QUOTED TEXT:
## BEGIN

If you want super bright beer, you must filter cold. You can't remove things like chill haze until it forms, and it forms when cold. You don't need three days CC, just need to get it cold and let any haze form.

You'll get better results if you use some Polyclar as part of your filtering process..


----------



## Dan Pratt (6/7/17)

if you are filtering then simply reduce the length of the cold crash to 1day. Set the fridge to 4c the night before and when it reaches that temp do your transfer to serving keg.


----------



## Batz (6/7/17)

Coodgee said:


> I streamlined my brewing by getting rid of the filter. Fining actually works much better for me - biofine clear gives me a really bright beer. as in as bright as a VB or XXXX Gold.




I've never heard of this, how do you add it?


----------



## winkle (6/7/17)

Batz said:


> I've never heard of this, how do you add it?


Kegs23 and Mitch from Craftbrewer have been singing its praises for a while now.


----------



## TidalPete (6/7/17)

FYI
http://brulosophy.com/2016/05/23/th...gelatin-vs-biofine-clear-exbeeriment-results/

Cold crashing + a week or so in the keg does it for me these days.
No more filtering, no more gelatine. 
Just a more streamlined process.


----------



## Coodgee (6/7/17)

yeah Anthony from craftbrewer put me onto it. The xbmt test found it to be no better than gelatin, but my understanding is that biofine works on a wide range of haze causing issues. I have found it to be a very easy solution. I just inject 10ml down the gas dip tube of my keg and give it a shake before carbonating. drops very clear in less than 48 hours. I accidentally put some in a wit (got the kegs mixed up) and 10ml dropped the bastard clear as a bell!!


----------



## Batz (6/7/17)

TidalPete said:


> FYI
> http://brulosophy.com/2016/05/23/th...gelatin-vs-biofine-clear-exbeeriment-results/
> 
> Cold crashing + a week or so in the keg does it for me these days.
> ...



I do the same thing, gave filtering away some time back. I've never liked gelatin, I.... _possibly _imagine I can taste it, but it's enough for me not to use it.

Beers are very clear but don't sparkle like a filtered beer does, might give biofine a try..nothing to loose I guess.


----------



## Batz (6/7/17)

Coodgee said:


> yeah Anthony from craftbrewer put me onto it. The xbmt test found it to be no better than gelatin, but my understanding is that biofine works on a wide range of haze causing issues. I have found it to be a very easy solution. I just inject 10ml down the gas dip tube of my keg and give it a shake before carbonating. drops very clear in less than 48 hours. I accidentally put some in a wit (got the kegs mixed up) and 10ml dropped the bastard clear as a bell!!

## END

ACTIONS TO TAKE:
1. In the brewing thread, how much biofine does Coodgee inject into the keg, and through which part of it?
2. Condense the paragraph of the brewing thread that begins "yeah Anthony from craftbrewer" into a bulleted list that keeps its main facts.
The data placed after this point comes from a separate, unrelated source.

DATA RECORDS:
## BEGIN

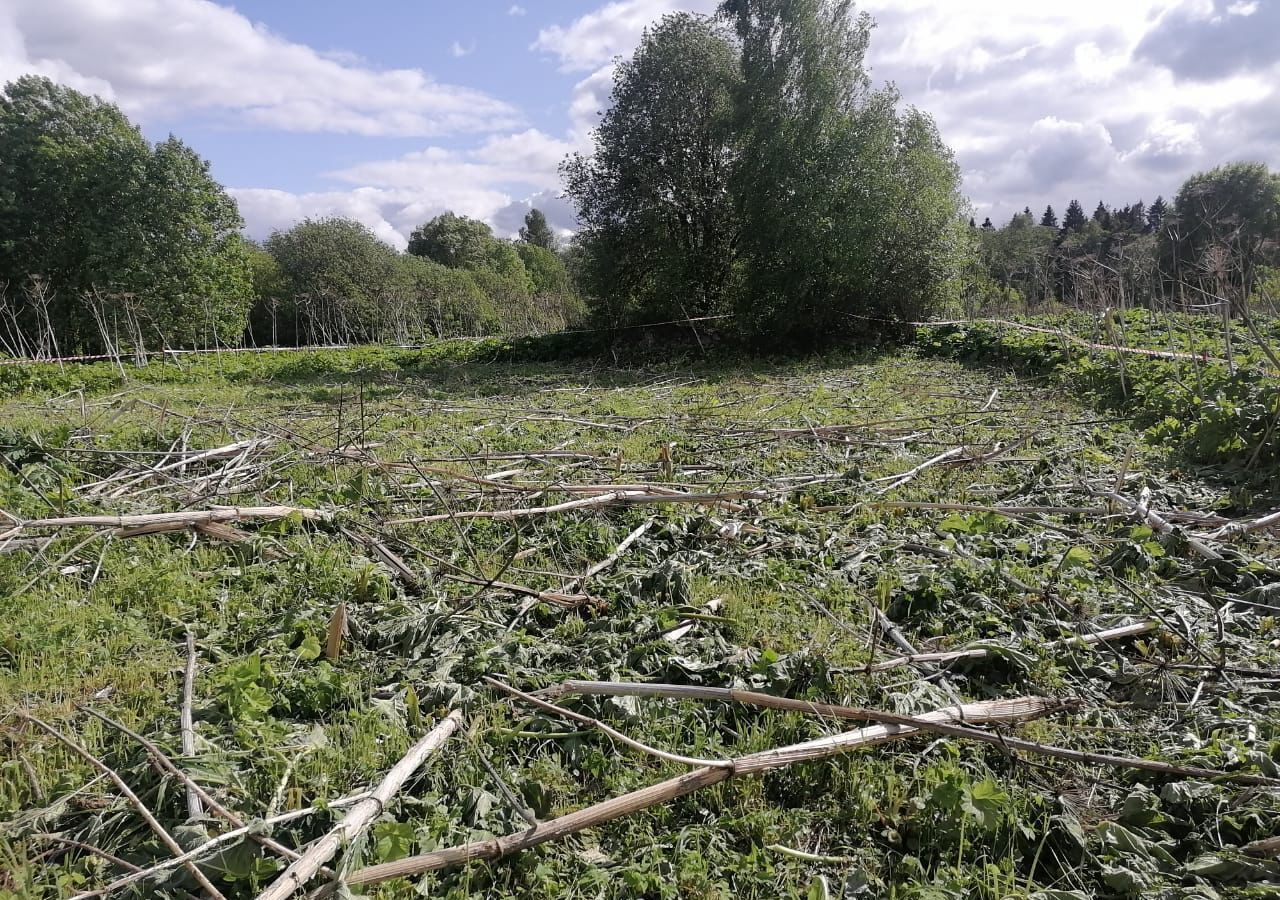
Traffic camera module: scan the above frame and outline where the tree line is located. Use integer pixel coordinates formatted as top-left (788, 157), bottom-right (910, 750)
top-left (964, 163), bottom-right (1280, 317)
top-left (0, 76), bottom-right (584, 358)
top-left (563, 0), bottom-right (969, 350)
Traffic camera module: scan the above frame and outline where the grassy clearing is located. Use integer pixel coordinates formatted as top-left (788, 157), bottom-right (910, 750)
top-left (0, 346), bottom-right (1280, 900)
top-left (919, 310), bottom-right (1280, 494)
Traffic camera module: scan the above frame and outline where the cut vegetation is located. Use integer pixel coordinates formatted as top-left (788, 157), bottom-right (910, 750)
top-left (0, 332), bottom-right (1280, 900)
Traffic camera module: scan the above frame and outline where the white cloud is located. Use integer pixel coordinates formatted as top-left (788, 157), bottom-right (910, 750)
top-left (531, 0), bottom-right (717, 72)
top-left (0, 0), bottom-right (520, 136)
top-left (232, 129), bottom-right (576, 248)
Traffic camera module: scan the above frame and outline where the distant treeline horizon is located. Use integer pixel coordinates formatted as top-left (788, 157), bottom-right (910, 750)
top-left (0, 0), bottom-right (1280, 358)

## END

FULL SOLUTIONS:
1. Coodgee injects 10ml down the gas dip tube of the keg.

2.
- Anthony from Craftbrewer recommended biofine.
- The xbmt test found it no better than gelatin, but Coodgee understands that biofine works on a wide range of haze causes.
- It is a very easy solution: 10ml is injected down the keg's gas dip tube, and the keg is shaken before carbonating.
- The beer drops very clear in under 48 hours.
- Some was accidentally added to a wit after a keg mix-up, and 10ml made that beer completely clear.